Add timeout to gRPC requests #72

camille-bouvy-frequenz · 2024-11-21T14:09:19Z

This PR introduces a backoff module that handles function calls with configurable timeout, which also increases with every timed-out call. This is then used for all non-streaming gRPC-related methods of the Client. The default timeout is set to 300 seconds (i.e. 5min), with flexibility to adjust as needed.

camille-bouvy-frequenz · 2024-11-27T10:41:30Z

This timeout is now increased dynamically with each failed connection attempt.

tiyash-basu-frequenz

It looks like the grpc_call_with_timeout is invoked per call. Maybe I am wrong, but wasn't the idea to implement the backoff at the client level, and not at a call level?

If we indeed need to implement it at a client level, then we could send the commands via a channel to a central client task, that can impose a global backoff logic. It would also need logic to reset the backoff after a certain period passes since the last successful RPC call.

camille-bouvy-frequenz · 2024-11-27T11:48:43Z

Hmm, fair point that the timeout could be increased at the client level. That said, some gRPCs inherently take much longer than others (e.g., list_gridpool_orders), which is why I was thinking of having this handled at the gRPC level. However, I’m definitely not opposed to managing it at the client level either.

For me, the most important thing is that we have a timeout in place (whether it’s dynamically decided or fixed) to avoid hanging calls.

tiyash-basu-frequenz · 2024-11-27T13:58:55Z

I see. Different RPCs having different timeouts needs to be considered, true.

The main objective of timeouts would be to reduce stress on the client's connection. Having per-call timeout violates this principle. One call might be backing off, but then a new call might go straight through. So my guess is that while you may see some benefits of this approach right away, it would be a matter of chance when the connection to the server gets stressed. The more client apps, the further it will regress.

camille-bouvy-frequenz · 2024-11-28T16:45:36Z

I currently have a max_timeout (maximum timeout duration for gRPC calls), timeout_increment (increment value for timeout on each retry, e.g. 20secs) and a max_timeout_retries (maximum number of retry attempts when a timeout is reached). Having those 3 vars could ba a bit of an overkill, I could remove one of them if needed.

tiyash-basu-frequenz

The addition itself looks good. I have a few improvement suggestions.

src/frequenz/client/electricity_trading/_client.py

tiyash-basu-frequenz

Looks very good! I would just suggest adding a few tests to nail down stability and prevent regression, and done.

src/frequenz/client/electricity_trading/_backoff.py

shsms · 2024-12-09T17:19:46Z

Sorry, I'm just realizing this has become a retry implementation for non-streaming calls.

ITEMS
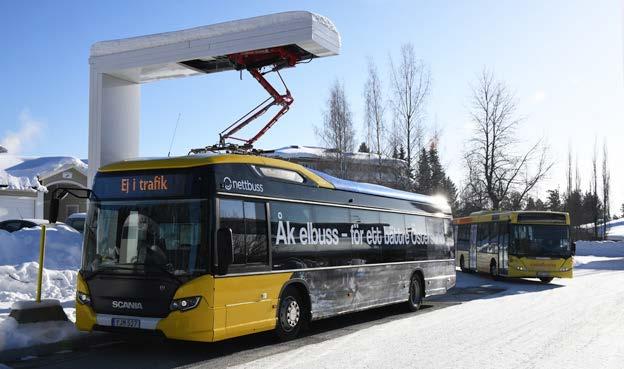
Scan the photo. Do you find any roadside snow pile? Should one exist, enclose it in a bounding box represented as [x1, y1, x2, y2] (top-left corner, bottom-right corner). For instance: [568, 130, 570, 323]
[576, 241, 624, 258]
[0, 224, 82, 269]
[0, 262, 78, 308]
[0, 318, 79, 351]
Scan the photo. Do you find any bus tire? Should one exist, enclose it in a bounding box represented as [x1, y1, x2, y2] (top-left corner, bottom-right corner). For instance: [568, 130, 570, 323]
[540, 277, 553, 284]
[490, 260, 498, 280]
[407, 273, 423, 311]
[275, 287, 309, 341]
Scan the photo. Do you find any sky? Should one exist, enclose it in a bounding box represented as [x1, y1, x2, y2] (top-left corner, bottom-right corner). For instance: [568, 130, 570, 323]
[0, 0, 624, 211]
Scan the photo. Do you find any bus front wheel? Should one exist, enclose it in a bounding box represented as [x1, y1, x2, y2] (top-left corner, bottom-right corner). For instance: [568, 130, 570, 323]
[407, 274, 423, 311]
[275, 288, 308, 341]
[459, 255, 466, 273]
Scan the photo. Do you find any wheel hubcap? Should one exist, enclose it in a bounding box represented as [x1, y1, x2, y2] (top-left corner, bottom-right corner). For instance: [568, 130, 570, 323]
[281, 298, 301, 331]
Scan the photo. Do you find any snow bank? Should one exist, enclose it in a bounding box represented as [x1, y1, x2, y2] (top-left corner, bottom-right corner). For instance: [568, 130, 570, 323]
[0, 318, 79, 351]
[576, 241, 624, 257]
[0, 224, 82, 269]
[0, 170, 47, 194]
[91, 11, 340, 56]
[0, 262, 78, 304]
[5, 156, 88, 178]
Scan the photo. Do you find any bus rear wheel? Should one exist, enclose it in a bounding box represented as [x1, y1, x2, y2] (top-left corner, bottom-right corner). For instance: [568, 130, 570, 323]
[540, 277, 553, 284]
[275, 288, 308, 341]
[459, 255, 466, 273]
[490, 260, 498, 280]
[407, 274, 423, 311]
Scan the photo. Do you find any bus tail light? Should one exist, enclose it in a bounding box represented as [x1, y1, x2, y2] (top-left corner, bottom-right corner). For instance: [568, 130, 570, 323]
[76, 291, 91, 305]
[169, 296, 201, 311]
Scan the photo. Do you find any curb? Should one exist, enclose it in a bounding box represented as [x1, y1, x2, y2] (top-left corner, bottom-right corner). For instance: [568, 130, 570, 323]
[0, 332, 113, 364]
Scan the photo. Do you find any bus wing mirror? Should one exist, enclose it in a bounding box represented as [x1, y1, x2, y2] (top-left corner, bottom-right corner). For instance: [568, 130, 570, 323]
[49, 188, 68, 224]
[217, 228, 233, 274]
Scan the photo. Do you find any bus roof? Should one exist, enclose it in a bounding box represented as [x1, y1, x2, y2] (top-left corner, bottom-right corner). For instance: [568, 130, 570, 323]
[453, 210, 570, 224]
[99, 153, 451, 210]
[310, 169, 451, 213]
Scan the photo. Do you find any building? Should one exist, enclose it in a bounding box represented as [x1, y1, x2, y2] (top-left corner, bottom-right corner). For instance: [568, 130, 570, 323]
[265, 145, 405, 188]
[0, 146, 87, 221]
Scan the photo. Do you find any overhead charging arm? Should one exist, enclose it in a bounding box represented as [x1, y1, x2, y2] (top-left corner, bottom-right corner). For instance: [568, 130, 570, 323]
[219, 48, 298, 147]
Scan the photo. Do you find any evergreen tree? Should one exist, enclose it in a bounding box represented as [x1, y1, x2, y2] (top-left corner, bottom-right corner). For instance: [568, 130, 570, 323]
[416, 147, 432, 195]
[535, 199, 548, 211]
[547, 189, 563, 211]
[358, 142, 370, 153]
[428, 143, 446, 193]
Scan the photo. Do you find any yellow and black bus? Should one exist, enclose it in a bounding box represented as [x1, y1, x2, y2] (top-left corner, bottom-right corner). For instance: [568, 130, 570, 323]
[453, 211, 575, 283]
[67, 154, 455, 342]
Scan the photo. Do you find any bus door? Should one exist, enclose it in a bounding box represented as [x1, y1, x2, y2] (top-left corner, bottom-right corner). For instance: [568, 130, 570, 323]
[468, 224, 477, 270]
[498, 222, 510, 275]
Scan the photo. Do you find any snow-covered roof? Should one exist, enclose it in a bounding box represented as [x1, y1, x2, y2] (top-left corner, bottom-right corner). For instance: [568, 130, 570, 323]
[309, 169, 451, 214]
[89, 11, 341, 83]
[263, 145, 400, 162]
[0, 153, 88, 192]
[91, 11, 340, 56]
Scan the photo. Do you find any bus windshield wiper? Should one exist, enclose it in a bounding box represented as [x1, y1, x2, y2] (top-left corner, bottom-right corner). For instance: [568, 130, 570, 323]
[132, 263, 184, 284]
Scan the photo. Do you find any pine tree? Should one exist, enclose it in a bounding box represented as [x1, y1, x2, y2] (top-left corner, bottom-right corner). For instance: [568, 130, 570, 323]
[524, 196, 537, 210]
[547, 189, 563, 211]
[358, 142, 370, 153]
[416, 147, 433, 195]
[423, 143, 446, 193]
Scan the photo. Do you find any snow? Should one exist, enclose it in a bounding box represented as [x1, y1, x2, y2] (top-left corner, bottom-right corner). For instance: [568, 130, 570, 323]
[0, 262, 78, 351]
[91, 11, 340, 56]
[0, 153, 88, 192]
[0, 224, 82, 270]
[234, 242, 624, 368]
[263, 145, 400, 162]
[0, 318, 80, 351]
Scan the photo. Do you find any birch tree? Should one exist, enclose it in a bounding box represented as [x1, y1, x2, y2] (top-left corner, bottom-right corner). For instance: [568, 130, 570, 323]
[465, 69, 554, 209]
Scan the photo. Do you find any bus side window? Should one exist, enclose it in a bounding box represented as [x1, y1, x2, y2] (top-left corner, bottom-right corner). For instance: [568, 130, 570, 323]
[244, 202, 269, 264]
[350, 209, 381, 264]
[219, 199, 268, 265]
[219, 199, 245, 264]
[477, 223, 490, 252]
[489, 222, 498, 253]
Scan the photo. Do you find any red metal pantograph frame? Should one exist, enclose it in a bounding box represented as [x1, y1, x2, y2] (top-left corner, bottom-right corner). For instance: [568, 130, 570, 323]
[219, 47, 299, 147]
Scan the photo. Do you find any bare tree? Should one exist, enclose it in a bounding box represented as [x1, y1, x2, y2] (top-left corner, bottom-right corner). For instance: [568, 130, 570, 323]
[364, 59, 385, 183]
[602, 139, 611, 239]
[465, 69, 554, 209]
[589, 137, 600, 239]
[390, 44, 431, 178]
[316, 80, 355, 178]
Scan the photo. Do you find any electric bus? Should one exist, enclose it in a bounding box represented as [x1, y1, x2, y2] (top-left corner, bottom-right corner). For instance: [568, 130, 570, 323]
[453, 211, 575, 283]
[61, 153, 455, 342]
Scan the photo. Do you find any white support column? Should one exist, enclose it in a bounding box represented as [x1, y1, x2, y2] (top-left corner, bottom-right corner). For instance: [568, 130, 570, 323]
[88, 71, 141, 188]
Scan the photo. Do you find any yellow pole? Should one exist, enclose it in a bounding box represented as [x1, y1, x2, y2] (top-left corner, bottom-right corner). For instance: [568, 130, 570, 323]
[37, 224, 45, 302]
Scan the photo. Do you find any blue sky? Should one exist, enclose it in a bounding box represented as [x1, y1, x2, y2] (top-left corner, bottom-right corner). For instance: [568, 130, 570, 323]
[0, 0, 624, 212]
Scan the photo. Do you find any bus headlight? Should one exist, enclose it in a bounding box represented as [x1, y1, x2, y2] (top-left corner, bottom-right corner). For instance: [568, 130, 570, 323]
[169, 296, 201, 311]
[76, 291, 91, 305]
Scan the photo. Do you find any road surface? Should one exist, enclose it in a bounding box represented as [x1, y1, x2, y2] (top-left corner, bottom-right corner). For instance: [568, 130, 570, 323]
[2, 242, 624, 369]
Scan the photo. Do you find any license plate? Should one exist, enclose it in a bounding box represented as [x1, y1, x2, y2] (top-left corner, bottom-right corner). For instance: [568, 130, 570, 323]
[111, 318, 141, 328]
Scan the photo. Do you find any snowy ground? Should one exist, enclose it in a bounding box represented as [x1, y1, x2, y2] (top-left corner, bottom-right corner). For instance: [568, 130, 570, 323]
[0, 242, 624, 368]
[234, 242, 624, 368]
[0, 225, 82, 351]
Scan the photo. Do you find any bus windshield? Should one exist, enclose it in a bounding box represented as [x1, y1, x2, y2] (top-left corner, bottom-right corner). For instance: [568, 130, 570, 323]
[509, 224, 571, 257]
[83, 200, 208, 276]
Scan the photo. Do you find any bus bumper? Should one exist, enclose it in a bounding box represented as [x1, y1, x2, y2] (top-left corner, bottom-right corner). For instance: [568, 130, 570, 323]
[505, 257, 574, 278]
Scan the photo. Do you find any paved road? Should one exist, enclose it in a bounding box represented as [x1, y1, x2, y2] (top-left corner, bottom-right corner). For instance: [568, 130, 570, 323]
[2, 286, 486, 369]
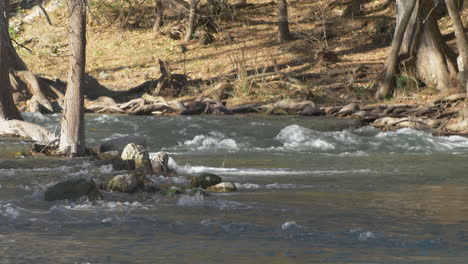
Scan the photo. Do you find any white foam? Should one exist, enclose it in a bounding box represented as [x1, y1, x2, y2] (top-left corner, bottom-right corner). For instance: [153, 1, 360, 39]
[234, 182, 262, 190]
[175, 164, 375, 176]
[176, 194, 205, 207]
[0, 203, 20, 219]
[99, 164, 113, 173]
[149, 176, 190, 185]
[281, 221, 302, 231]
[275, 125, 335, 150]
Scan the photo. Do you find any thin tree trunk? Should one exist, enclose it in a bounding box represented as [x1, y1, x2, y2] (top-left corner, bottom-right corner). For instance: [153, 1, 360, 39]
[153, 0, 164, 32]
[0, 0, 23, 120]
[59, 0, 86, 156]
[377, 0, 417, 99]
[278, 0, 291, 43]
[445, 0, 468, 88]
[184, 0, 199, 42]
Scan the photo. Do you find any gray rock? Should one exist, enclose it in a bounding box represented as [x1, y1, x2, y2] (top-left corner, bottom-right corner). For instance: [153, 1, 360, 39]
[120, 143, 153, 172]
[107, 174, 144, 193]
[44, 178, 102, 201]
[206, 182, 237, 192]
[151, 151, 170, 175]
[338, 103, 359, 115]
[300, 105, 326, 116]
[99, 136, 147, 153]
[190, 173, 222, 189]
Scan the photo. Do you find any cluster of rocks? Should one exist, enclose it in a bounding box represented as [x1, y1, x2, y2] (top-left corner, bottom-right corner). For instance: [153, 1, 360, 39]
[44, 136, 237, 201]
[322, 93, 466, 135]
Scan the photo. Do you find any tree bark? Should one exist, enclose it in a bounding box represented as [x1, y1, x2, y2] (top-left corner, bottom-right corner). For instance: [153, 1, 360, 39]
[0, 0, 23, 120]
[445, 0, 468, 89]
[184, 0, 200, 42]
[377, 0, 417, 99]
[377, 0, 457, 98]
[59, 0, 86, 156]
[153, 0, 164, 32]
[278, 0, 291, 43]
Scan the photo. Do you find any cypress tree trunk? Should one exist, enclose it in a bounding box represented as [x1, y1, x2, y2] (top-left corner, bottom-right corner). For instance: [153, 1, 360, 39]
[445, 0, 468, 89]
[0, 0, 22, 120]
[278, 0, 291, 43]
[343, 0, 361, 17]
[153, 0, 164, 32]
[59, 0, 86, 156]
[184, 0, 200, 42]
[377, 0, 457, 98]
[376, 0, 417, 99]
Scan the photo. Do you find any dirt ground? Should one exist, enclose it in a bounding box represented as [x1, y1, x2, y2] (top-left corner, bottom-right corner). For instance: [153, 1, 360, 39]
[10, 0, 468, 107]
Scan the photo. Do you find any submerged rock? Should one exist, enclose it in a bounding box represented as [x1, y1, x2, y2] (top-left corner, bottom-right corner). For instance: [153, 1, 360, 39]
[190, 173, 222, 189]
[99, 136, 147, 153]
[107, 174, 144, 193]
[206, 182, 237, 192]
[44, 178, 102, 201]
[120, 143, 153, 172]
[166, 186, 184, 195]
[151, 151, 170, 175]
[185, 188, 210, 197]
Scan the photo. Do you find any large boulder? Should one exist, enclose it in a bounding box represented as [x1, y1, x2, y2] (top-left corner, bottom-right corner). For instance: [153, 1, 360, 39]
[107, 174, 144, 193]
[190, 173, 222, 189]
[44, 177, 102, 201]
[99, 136, 147, 153]
[206, 182, 237, 192]
[120, 143, 153, 172]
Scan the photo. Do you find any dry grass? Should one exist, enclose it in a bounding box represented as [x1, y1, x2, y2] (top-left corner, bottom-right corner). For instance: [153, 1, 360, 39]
[11, 0, 468, 105]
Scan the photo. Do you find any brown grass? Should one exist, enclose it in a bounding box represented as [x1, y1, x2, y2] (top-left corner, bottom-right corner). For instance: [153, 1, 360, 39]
[11, 0, 468, 105]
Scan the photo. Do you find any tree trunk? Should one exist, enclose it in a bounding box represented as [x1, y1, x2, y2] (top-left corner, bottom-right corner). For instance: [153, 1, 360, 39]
[184, 0, 200, 42]
[0, 0, 22, 120]
[377, 0, 417, 99]
[278, 0, 291, 43]
[153, 0, 164, 32]
[377, 0, 457, 98]
[59, 0, 86, 156]
[445, 0, 468, 89]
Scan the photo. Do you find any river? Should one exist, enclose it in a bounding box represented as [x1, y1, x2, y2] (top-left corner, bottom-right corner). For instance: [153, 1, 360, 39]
[0, 114, 468, 264]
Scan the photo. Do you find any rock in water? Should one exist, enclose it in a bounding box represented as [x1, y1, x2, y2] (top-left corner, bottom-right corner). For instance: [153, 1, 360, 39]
[190, 173, 222, 189]
[120, 143, 153, 172]
[151, 151, 169, 174]
[44, 178, 102, 201]
[206, 182, 237, 192]
[185, 188, 210, 197]
[107, 174, 144, 193]
[99, 136, 147, 153]
[151, 151, 177, 176]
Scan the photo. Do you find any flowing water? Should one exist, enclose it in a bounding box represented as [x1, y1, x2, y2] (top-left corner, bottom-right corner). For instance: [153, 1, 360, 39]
[0, 114, 468, 264]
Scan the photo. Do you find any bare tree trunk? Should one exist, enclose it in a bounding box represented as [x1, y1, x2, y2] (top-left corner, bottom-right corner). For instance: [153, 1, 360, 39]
[0, 0, 23, 120]
[153, 0, 164, 32]
[59, 0, 86, 156]
[445, 0, 468, 89]
[397, 0, 457, 91]
[376, 0, 417, 99]
[184, 0, 200, 42]
[377, 0, 457, 98]
[278, 0, 291, 43]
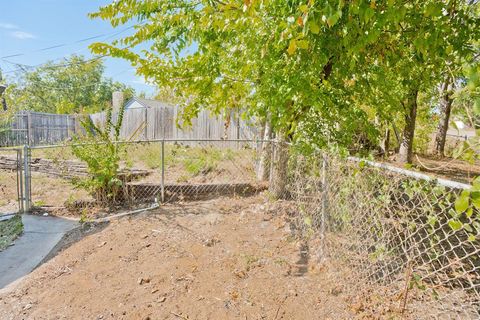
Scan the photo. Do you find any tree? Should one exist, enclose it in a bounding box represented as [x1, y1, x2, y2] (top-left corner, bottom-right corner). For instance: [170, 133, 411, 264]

REQUIREMENT 1
Format the rows as a Markdown table with the columns Number and Line, covering everything from the line containing "Scan the photo. Do you find any bus windshield wiper?" down to the line containing "[61, 153, 455, 342]", skip blank lines, and put each line's position in Number and its full text in Line.
REQUIREMENT 2
Resume the pull request discussion about adding timeouts to gRPC requests from the point where it stops.

EXPECTED ANSWER 1
| Number | Line |
|---|---|
| 1 | Scan the photo. Do you find any bus windshield wiper? Should one exist, enclose it in a bounding box represented as [x1, y1, x2, y2] (top-left corner, bottom-right corner). For instance: [568, 130, 570, 323] |
| 2 | [132, 263, 184, 284] |
| 3 | Scan the photo. Do you find any pine tree? Should one exist, enclose it in a bounding box represented as [x1, y1, x2, y2] (top-left corner, bottom-right corner). For instance: [568, 130, 570, 323] |
| 4 | [524, 196, 537, 210] |
| 5 | [547, 189, 563, 211] |
| 6 | [358, 142, 370, 153] |
| 7 | [416, 147, 433, 195] |
| 8 | [423, 143, 446, 193] |
| 9 | Scan the photo. Do you find any snow? Should one exist, enclose it in a bounding box represented as [x1, y1, x2, y2] (top-left corner, bottom-right corner). For instance: [568, 130, 570, 323] |
| 10 | [0, 262, 78, 351] |
| 11 | [91, 11, 340, 56] |
| 12 | [0, 153, 88, 192] |
| 13 | [0, 224, 82, 270] |
| 14 | [234, 242, 624, 368] |
| 15 | [263, 145, 400, 162] |
| 16 | [0, 318, 80, 351] |
| 17 | Scan the photo. Do you find any birch tree? Should one exist, enclose it in a bounding box represented as [x1, y1, x2, y2] (top-left corner, bottom-right corner). For instance: [568, 130, 570, 323] |
| 18 | [465, 69, 554, 209] |
| 19 | Scan the photo. Do you find any bus side window? Should one exist, enclose it in a bounding box represented as [x1, y1, x2, y2] (top-left corner, bottom-right corner). For instance: [568, 130, 570, 323] |
| 20 | [244, 202, 269, 264] |
| 21 | [350, 209, 381, 264] |
| 22 | [219, 199, 268, 265] |
| 23 | [219, 199, 245, 264] |
| 24 | [477, 223, 490, 252] |
| 25 | [489, 222, 498, 253] |
| 26 | Scan the photo. Do you find any red metal pantograph frame? Should one exist, enclose it in a bounding box represented as [x1, y1, x2, y2] (top-left corner, bottom-right corner). For instance: [568, 130, 570, 323] |
| 27 | [219, 47, 299, 147] |
| 28 | Scan the photo. Do you find any bare tree? Should one exist, enclose it in a bounding box represented as [x1, y1, x2, y2] (top-left corner, bottom-right corner). For instance: [568, 130, 570, 323] |
| 29 | [364, 59, 385, 183] |
| 30 | [602, 139, 611, 239] |
| 31 | [465, 69, 554, 209] |
| 32 | [589, 137, 600, 239] |
| 33 | [390, 44, 431, 178] |
| 34 | [316, 80, 355, 178] |
| 35 | Scan the photo. Do you find any electric bus? Should one exist, enclose it in a bounding box represented as [x1, y1, x2, y2] (top-left corner, bottom-right corner). For instance: [568, 130, 570, 323] |
| 36 | [453, 211, 575, 283] |
| 37 | [61, 153, 455, 342] |

EXPECTED ANSWER 2
Retries of this sort have to be infinite because we have to keep trying until the API call succeeds, and doing that in the client would take away the actor's agency in deciding what to do when there is a client error, like taking fallback action, sending a slack message, etc.

It also introduces the risk of creating orders with outdated power or price forecasts if the client's retry succeeds after a few minutes.

For this reason, all of our clients should have retries only for streaming APIs (which are taken care of by the GrpcStreamBroadcaster in the base client).

For non-streaming APIs, retries can be implemented in the actors using the ExponentialBackoff provided by the base client. I'm also adding a receiver interface for this in the base client, allowing us to use a select loop to decide when to retry.

Also, I've implemented these in the actor for now in this PR: https://github.com/frequenz-io/frequenz-actor-electricity-trading/pull/249

So, I think this PR should go back to just implementing a timeout for non-streaming methods to prevent them from blocking for too long and limiting the actor's ability to take fallback action.

tiyash-basu-frequenz · 2024-12-10T09:16:33Z

Then all that needs to be done is invoke only simple RPCs with the backoff, and call the streaming ones directly. If a backoff module exists in the base client, then that could be used directly (and sorry that you implemented it here @camille-bouvy-frequenz).

I also would not recommend going back to a non-global backoff, since I do not see a value in that.

shsms · 2024-12-10T12:49:06Z

Then all that needs to be done is invoke only simple RPCs with the backoff

Not in the client, for the reasons mentioned above. We just need timeout to be implemented in this PR.

I also would not recommend going back to a non-global backoff, since I do not see a value in that.

Top level retry is provided by the actor implementation. That gives the most flexibility. And there are plans to add additional backoff mechanisms and failure detection based on run times, etc. And then it is needed only in one place. If users need additional control, they can do it in their actors.

src/frequenz/client/electricity_trading/_client.py

shsms · 2024-12-10T13:46:36Z

src/frequenz/client/electricity_trading/_client.py



+async def grpc_call_with_timeout(
+    call: Callable[..., Awaitable[Any]], *args: Any, timeout: float = 300, **kwargs: Any


I think this should take a timedelta | None and the default value should be None here and in the other calls. Otherwise it wouldn't be intuitive and not what you'd expect from a thin wrapper.

I agree about the timedelta but I don't think that the timeout should be None by default. Else we risk having the API stuck again (without giving any errors) like we did last week

Well, the actor would set it when making calls to the client. The actor can get the value to use from the config file.

The 300s comes from specific issues we noticed in the server and what we assume the actor needs. We can't say that 300 is the right value in the long term. It could become different even as soon as we go to production.

No the 300s was arbitrary just to have some timeout in the API requests. And the issues didn't come from the actor's side but from the API side when it disconnected (without throwing any errors). I don't mind changing the 300s to another value, but I'd feel more comfortable having a timeout by default.

No the 300s was arbitrary just to have some timeout in the API requests.

This is just the thing. Defaults have to make sense, and we can't find a value that does, especially when we expect external parties to use it. Maybe we shouldn't add this here at all and keep it only in the actors? If, at some point, we get an SDK-like layer between the client and the actor, these problems would become much easier.

Maybe @llucax has an opinion? Because we try to be consistent with all the API clients.

In the worst case, we go ahead with 300s as the default if it works for most cases.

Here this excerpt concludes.